Goal of the exercise – Reproduce the part of the thread on AI video encoding between "In the context" and "after the fact.", inclusive.

I don't think loss is what people are worried about, really - more injecting details that fit the training data but don't exist in the source.

Given the hoopla Hollywood and directors made about frame-interpolation, do you think generated frames will be any better/more popular?

[–] Mango@lemmy.world 3 points 8 months ago (1 children)
[–] elephantium@lemmy.world 2 points 8 months ago (1 children)
[–] Mango@lemmy.world 3 points 8 months ago
[–] GenderNeutralBro@lemmy.sdf.org 1 points 8 months ago

In the context of video encoding, any manufactured/hallucinated detail would count as "loss". Loss is anything that's not in the original source. The loss you see in e.g. MPEG4 video usually looks like squiggly lines, blocky noise, or smearing. But if an AI encoder inserts a bear on a tricycle in the background, that would also be a lossy compression artifact in context.

As for frame interpolation, it could definitely be better, because the current algorithms out there are not good. It will not likely be more popular, since this is generally viewed as an artistic matter rather than a technical matter. For example, a lot of people hated the high frame rate in the Hobbit films despite the fact that it was a naturally high frame rate, filmed with high-frame-rate cameras. It was not the product of a kind-of-shitty algorithm applied after the fact.

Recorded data
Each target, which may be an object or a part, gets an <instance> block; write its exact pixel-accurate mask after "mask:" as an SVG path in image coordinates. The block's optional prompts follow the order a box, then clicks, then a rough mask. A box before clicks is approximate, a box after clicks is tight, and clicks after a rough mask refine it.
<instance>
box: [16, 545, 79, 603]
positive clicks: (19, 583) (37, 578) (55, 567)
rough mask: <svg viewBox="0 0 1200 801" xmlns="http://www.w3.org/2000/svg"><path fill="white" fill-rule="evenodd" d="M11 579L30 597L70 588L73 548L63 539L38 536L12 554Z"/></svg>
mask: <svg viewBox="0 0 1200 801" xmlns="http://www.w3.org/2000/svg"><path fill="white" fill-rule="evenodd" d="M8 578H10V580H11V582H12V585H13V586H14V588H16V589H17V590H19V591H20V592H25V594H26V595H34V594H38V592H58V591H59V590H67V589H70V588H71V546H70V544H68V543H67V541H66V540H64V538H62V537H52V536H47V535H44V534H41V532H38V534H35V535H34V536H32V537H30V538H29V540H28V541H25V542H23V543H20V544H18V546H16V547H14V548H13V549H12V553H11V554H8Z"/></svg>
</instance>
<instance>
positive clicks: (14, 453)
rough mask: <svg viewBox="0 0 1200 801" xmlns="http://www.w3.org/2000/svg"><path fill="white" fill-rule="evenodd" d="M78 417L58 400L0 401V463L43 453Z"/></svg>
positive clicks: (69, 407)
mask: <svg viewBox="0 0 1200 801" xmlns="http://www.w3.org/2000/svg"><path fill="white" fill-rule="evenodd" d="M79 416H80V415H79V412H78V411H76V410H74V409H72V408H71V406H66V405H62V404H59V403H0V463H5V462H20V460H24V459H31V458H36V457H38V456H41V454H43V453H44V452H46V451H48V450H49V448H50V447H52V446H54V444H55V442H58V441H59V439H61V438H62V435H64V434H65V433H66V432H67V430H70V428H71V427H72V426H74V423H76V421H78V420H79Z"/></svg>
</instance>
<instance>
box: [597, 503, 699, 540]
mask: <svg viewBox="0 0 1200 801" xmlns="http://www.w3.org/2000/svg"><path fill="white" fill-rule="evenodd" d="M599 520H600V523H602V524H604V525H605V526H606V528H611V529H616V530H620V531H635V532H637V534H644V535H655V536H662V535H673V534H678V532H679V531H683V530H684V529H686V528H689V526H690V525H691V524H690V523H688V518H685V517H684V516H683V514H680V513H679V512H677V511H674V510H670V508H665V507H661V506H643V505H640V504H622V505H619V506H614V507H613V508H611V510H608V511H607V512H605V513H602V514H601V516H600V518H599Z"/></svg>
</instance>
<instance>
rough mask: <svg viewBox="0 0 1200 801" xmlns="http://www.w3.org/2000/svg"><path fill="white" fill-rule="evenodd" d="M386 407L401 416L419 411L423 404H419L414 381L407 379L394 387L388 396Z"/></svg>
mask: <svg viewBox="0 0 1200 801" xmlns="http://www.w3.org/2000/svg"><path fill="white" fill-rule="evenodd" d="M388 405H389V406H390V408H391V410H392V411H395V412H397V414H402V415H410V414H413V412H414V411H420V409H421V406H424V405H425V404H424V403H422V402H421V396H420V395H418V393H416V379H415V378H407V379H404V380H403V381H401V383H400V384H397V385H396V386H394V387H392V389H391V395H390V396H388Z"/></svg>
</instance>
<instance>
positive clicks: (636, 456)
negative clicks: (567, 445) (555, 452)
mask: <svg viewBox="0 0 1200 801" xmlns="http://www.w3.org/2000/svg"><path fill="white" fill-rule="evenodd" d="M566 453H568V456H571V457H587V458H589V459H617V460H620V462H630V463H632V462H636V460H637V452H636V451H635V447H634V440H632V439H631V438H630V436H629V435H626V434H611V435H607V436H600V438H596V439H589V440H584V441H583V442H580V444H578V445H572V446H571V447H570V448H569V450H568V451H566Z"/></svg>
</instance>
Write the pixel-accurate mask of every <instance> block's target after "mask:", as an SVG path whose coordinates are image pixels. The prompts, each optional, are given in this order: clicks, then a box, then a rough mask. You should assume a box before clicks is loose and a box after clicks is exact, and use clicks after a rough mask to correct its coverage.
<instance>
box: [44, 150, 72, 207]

Answer box –
In the context of video encoding, any manufactured/hallucinated detail would count as "loss". Loss is anything that's not in the original source. The loss you see in e.g. MPEG4 video usually looks like squiggly lines, blocky noise, or smearing. But if an AI encoder inserts a bear on a tricycle in the background, that would also be a lossy compression artifact in context.

As for frame interpolation, it could definitely be better, because the current algorithms out there are not good. It will not likely be more popular, since this is generally viewed as an artistic matter rather than a technical matter. For example, a lot of people hated the high frame rate in the Hobbit films despite the fact that it was a naturally high frame rate, filmed with high-frame-rate cameras. It was not the product of a kind-of-shitty algorithm applied after the fact.